## Job item
Please arrange the data as a Markdown table with the columns Row and Line, beginning at the line that contains "Each <instance> block presents" and stopping after the line that contains "box: [581, 82, 740, 353]". Leave out any blank lines and include nothing beyond that range.

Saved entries

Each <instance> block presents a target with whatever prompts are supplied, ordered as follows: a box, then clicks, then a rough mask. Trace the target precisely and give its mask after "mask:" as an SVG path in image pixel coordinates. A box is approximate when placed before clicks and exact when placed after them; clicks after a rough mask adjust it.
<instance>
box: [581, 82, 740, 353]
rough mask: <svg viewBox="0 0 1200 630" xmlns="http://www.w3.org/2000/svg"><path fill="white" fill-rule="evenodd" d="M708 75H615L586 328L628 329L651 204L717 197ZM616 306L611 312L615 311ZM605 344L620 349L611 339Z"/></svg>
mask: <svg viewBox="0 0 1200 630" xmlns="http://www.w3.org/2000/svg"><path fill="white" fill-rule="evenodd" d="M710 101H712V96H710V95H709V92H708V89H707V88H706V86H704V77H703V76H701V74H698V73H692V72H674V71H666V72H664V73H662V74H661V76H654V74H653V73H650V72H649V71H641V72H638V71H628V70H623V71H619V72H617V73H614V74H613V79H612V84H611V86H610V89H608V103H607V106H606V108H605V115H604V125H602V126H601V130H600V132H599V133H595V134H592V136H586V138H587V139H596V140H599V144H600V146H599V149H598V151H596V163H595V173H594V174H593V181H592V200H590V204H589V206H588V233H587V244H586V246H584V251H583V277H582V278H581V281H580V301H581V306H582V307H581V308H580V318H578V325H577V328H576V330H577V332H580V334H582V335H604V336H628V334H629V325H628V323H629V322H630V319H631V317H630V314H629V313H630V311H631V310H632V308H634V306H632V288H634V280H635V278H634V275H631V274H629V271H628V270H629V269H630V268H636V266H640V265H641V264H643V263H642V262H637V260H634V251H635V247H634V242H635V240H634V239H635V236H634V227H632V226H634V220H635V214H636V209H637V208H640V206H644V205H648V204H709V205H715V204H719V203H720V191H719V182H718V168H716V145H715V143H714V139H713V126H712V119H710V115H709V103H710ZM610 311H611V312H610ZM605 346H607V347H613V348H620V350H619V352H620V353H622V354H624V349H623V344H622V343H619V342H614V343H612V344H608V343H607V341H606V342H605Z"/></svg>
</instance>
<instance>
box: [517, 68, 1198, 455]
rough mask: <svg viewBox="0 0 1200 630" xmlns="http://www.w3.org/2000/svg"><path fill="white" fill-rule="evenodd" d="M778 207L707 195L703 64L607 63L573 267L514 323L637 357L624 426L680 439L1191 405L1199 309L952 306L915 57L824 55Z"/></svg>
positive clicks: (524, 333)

* * *

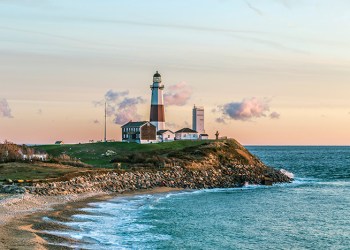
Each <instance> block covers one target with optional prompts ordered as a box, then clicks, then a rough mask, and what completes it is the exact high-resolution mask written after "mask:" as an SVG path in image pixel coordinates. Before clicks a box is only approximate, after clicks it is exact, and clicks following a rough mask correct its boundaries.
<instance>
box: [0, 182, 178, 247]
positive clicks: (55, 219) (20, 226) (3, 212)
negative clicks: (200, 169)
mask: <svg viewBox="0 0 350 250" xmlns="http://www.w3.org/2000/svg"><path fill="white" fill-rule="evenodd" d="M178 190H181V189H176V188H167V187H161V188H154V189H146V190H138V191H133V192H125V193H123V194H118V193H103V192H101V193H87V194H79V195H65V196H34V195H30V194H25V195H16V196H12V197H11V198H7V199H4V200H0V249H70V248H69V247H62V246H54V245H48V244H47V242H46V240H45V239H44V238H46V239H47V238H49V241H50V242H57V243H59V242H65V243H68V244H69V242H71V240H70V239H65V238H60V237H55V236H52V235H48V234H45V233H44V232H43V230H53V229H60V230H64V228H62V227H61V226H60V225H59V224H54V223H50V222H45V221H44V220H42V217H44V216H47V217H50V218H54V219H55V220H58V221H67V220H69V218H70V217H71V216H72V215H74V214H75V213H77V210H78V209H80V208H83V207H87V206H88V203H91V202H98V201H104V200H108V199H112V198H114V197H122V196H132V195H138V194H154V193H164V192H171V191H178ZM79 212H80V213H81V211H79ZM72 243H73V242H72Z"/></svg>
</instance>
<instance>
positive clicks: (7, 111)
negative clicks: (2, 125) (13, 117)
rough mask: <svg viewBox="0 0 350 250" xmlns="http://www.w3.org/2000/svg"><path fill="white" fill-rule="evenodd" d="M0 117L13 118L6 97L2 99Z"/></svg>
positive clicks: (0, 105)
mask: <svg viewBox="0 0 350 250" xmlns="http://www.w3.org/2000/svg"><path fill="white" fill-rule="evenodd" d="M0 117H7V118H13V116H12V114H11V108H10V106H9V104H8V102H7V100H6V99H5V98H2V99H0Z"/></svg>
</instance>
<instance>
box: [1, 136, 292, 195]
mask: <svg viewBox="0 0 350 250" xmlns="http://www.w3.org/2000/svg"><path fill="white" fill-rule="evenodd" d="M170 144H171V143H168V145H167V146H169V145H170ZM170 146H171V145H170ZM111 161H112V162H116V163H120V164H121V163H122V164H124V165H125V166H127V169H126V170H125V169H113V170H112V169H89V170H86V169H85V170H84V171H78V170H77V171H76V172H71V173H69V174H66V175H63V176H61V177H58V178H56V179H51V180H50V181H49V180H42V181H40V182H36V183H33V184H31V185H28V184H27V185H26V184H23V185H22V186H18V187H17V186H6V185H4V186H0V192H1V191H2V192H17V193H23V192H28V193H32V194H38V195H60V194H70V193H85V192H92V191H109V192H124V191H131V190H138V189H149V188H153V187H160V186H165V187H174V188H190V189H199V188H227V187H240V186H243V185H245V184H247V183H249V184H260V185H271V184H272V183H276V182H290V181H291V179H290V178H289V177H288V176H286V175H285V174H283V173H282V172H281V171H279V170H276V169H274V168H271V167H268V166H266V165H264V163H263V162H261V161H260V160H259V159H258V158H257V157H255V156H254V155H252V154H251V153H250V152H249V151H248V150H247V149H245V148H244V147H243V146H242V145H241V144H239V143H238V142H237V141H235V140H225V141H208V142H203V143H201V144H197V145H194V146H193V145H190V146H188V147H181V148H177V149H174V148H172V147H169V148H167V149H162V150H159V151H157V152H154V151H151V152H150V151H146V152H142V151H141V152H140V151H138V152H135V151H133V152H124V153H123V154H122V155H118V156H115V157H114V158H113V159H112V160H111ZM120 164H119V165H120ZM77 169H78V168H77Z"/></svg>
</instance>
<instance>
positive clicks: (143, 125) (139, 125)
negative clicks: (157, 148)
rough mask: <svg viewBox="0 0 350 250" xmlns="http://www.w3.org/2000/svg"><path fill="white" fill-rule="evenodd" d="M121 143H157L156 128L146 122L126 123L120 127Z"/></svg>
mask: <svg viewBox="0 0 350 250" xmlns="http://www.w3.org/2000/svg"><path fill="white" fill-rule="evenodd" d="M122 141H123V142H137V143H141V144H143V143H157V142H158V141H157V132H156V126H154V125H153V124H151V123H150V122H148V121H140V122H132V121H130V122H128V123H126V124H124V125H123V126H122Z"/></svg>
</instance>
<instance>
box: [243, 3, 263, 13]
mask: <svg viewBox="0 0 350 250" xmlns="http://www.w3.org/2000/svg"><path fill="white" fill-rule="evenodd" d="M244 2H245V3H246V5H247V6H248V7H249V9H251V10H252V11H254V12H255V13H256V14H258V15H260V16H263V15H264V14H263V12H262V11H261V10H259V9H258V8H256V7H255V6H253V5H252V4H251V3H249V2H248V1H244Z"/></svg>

## Exercise response
| Row | Line |
|---|---|
| 1 | Each <instance> block presents a target with whatever prompts are supplied, ordered as follows: a box, then clicks, then a rough mask. Trace the target precisely and give its mask after "mask:" as an SVG path in image pixel coordinates. A box is approximate when placed before clicks and exact when placed after them; clicks after a rough mask adjust it. |
| 2 | <instance> |
| 3 | box: [581, 82, 740, 353] |